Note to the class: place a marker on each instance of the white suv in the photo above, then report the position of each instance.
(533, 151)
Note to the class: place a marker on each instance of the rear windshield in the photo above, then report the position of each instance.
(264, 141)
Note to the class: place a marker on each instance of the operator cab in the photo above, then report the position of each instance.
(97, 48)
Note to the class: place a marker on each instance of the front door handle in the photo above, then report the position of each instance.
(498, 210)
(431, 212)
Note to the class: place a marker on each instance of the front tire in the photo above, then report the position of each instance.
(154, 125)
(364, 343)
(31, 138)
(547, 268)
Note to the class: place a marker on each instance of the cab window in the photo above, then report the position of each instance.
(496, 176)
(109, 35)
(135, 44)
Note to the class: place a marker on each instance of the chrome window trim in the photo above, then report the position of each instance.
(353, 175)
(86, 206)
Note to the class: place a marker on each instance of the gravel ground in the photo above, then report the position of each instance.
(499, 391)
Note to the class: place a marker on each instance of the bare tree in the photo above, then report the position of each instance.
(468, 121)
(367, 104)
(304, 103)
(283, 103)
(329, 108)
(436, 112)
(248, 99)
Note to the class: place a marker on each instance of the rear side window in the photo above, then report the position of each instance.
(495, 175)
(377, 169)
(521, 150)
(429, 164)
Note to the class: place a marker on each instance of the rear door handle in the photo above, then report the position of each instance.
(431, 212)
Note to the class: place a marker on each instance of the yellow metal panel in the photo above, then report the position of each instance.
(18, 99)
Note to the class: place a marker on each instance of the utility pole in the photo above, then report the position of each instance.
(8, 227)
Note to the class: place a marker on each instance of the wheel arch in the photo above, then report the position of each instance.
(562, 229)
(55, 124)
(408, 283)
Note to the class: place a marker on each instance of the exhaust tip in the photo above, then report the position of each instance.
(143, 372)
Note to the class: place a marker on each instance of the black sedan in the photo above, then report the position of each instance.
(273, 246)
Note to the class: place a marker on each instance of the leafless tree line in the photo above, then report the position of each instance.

══════════════════════════════

- **Instructions to follow**
Set down, word for word, everything in the listing above from the line containing "of the black" down to the end of the listing.

- **Correct answer**
Note to the class: place a marker on each instance of the black sedan in the photo above, then report the position of each instance.
(273, 246)
Note to the class: place a marker on each instance of the leafless tree line in the photo above, then report the position of each instance.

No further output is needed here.